Text extract.
————
5. People are all ‘trying-to-get-along’ ‘have-real-feelings’ people

And finally, thinking of those layers, peeling them back, I perhaps did learn something about what people are underneath. And in my humblest of opinions, it is pretty much the same. There are noises and hard talking business dealers, and still, to my mind, the cores are (to drip with cliché), the same stuff.

Perhaps this came through to me in the most bizarre taxi ride of my India time – a trip from the Delhi railway station to the International airport. As I did not know the terminal, all I shared on the driver’s questioning was ‘Mumbai’ and ‘domestic’. He drove me to the ‘domestic’ terminal 1, old and crumbling, and not flying any flights beyond puddle jumps – the international terminal 3 was the only one offering Mumbai flights, the most common commuter route in India. When we asked him to pull around to the new terminal, he demanded an extra 500 Rs (India rupees, equates to about 8 US dollars and doubles the overall fare). “Kyā bōla rahē haiṁ?” (What are you saying?) I shouted, sure that he was wielding ignorance to squeeze an extra few bucks from an unaware non-local. 3-4 barks later I reluctantly agreed, tight on time notwithstanding haggling delays, and we drove fast down the 400 meter straight freeway to the new terminal, separate from the rest of the airport. And would you believe it – we were pulled over for speeding! On the newest and nicest road that I saw perhaps in all of India, a set of officers set up on the curb flagging cars and taxis over to write out a 400 Rs ticket and squeeze a few extra bucks from unsuspecting drivers. He pulled his license from a hidden compartment in the median near the stick and the registration from under a footpad in the backseat and relaxed his hard and confident face into one of stress and defeat. When he dropped us and asked for the extra 500, it seemed to me not as a demanding faux-public-servant trying to slip extra dollars from my wallet, but rather a man asking for help.
————
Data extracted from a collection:
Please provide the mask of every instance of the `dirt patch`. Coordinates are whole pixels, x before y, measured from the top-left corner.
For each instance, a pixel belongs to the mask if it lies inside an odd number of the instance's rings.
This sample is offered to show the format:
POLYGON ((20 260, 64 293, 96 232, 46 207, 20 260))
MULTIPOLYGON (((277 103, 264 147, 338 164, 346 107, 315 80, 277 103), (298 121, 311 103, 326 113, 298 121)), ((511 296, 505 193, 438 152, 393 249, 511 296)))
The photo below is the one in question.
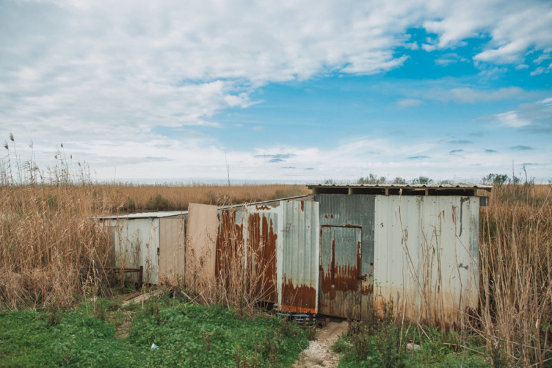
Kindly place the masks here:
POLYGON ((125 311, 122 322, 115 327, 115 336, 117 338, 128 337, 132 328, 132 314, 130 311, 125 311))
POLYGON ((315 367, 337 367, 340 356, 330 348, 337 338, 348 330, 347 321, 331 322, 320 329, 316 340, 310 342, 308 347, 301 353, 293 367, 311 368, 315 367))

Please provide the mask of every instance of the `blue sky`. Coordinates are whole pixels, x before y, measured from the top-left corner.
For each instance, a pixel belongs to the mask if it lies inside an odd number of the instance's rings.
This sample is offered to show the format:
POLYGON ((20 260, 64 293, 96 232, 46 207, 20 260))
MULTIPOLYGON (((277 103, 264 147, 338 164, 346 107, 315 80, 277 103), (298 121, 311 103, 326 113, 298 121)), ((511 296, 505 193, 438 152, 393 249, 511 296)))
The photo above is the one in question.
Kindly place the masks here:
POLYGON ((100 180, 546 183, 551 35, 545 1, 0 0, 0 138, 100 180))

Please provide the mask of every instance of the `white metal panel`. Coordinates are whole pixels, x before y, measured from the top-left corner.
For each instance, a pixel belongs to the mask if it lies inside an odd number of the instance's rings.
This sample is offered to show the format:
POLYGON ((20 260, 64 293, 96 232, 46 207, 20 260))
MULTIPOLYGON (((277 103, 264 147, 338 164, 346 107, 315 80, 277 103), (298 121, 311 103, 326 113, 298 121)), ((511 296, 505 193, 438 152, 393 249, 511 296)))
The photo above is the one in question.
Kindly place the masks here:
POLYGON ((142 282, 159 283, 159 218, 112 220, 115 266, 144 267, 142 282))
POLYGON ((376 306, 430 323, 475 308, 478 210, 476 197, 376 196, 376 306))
————
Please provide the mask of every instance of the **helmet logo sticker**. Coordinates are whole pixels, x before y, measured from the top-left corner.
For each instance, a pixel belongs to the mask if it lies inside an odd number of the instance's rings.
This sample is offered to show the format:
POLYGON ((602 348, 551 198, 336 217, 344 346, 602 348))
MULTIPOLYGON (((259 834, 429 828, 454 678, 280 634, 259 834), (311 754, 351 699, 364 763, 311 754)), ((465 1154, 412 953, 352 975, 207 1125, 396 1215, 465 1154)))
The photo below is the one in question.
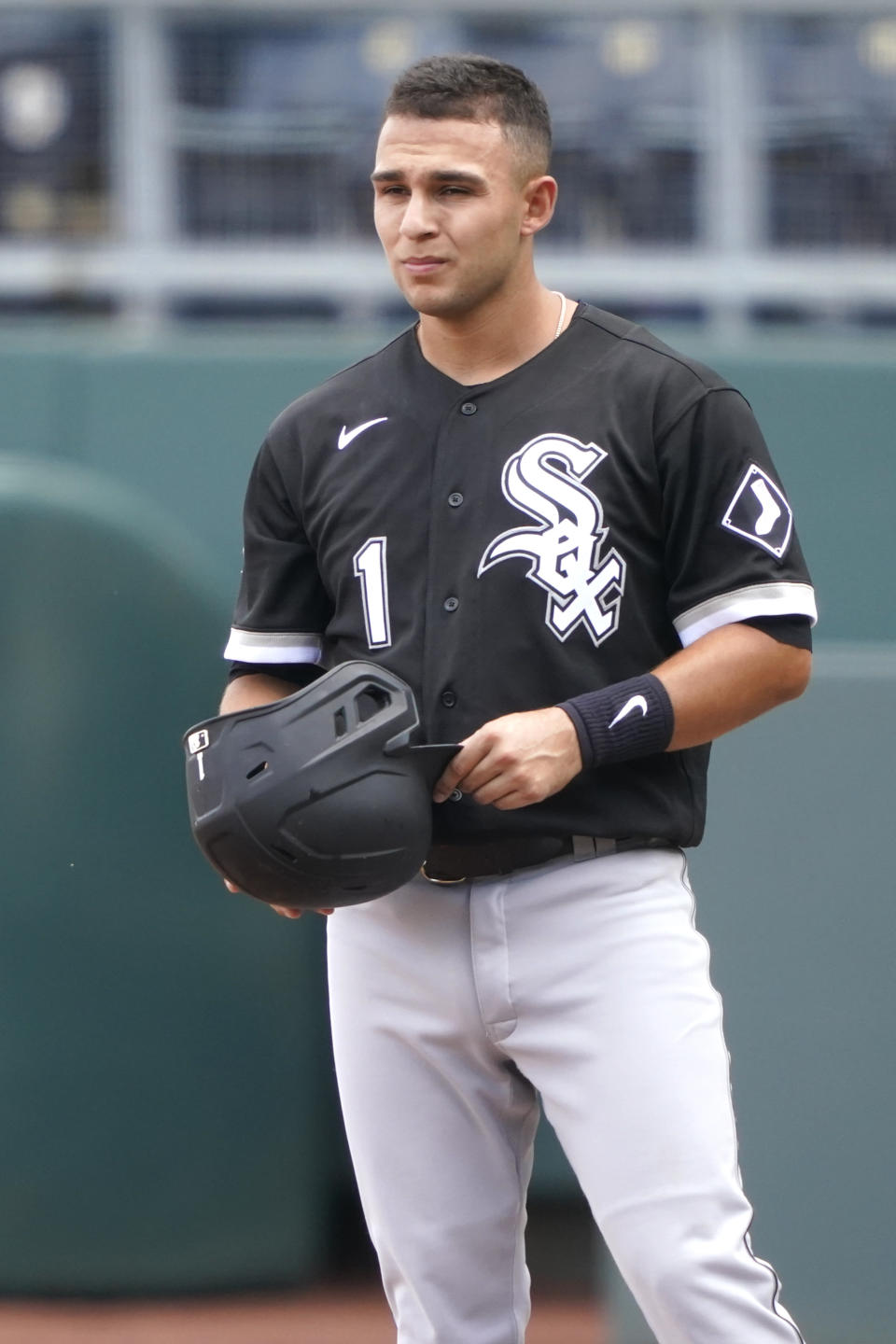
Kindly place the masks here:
————
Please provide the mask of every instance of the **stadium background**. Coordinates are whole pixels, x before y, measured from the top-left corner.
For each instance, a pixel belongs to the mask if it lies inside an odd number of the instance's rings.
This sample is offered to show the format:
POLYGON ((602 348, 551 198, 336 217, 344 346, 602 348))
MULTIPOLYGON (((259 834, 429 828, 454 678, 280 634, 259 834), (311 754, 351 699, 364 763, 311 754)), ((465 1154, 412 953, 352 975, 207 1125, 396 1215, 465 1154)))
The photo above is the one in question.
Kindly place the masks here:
————
Request 1. Please retype part of the Delhi taxi passage, beginning at the words "5. People are" and stopping after the words "the same stuff.".
Request 2. Extend the Delhi taxi passage, picking up right after its final sentence.

Exercise response 1.
5. People are all ‘trying-to-get-along’ ‘have-real-feelings’ people

And finally, thinking of those layers, peeling them back, I perhaps did learn something about what people are underneath. And in my humblest of opinions, it is pretty much the same. There are noises and hard talking business dealers, and still, to my mind, the cores are (to drip with cliché), the same stuff.

Exercise response 2.
I was told that when I came to India, I would no longer see the world in black and white, but rather in shades of gray. Perhaps this incident is what these people meant? Instead, I see it as the opposite – maybe there are some shades of gray on stuff and activities, and asking for extra Rs and this and that. But when it comes to friendship and confidence and insecurity and doing what you need to do to get along and the bland cliché to treat others as you would treat yourself, my deeper views are as crisp back and white as I have ever thought, and I thank India for that.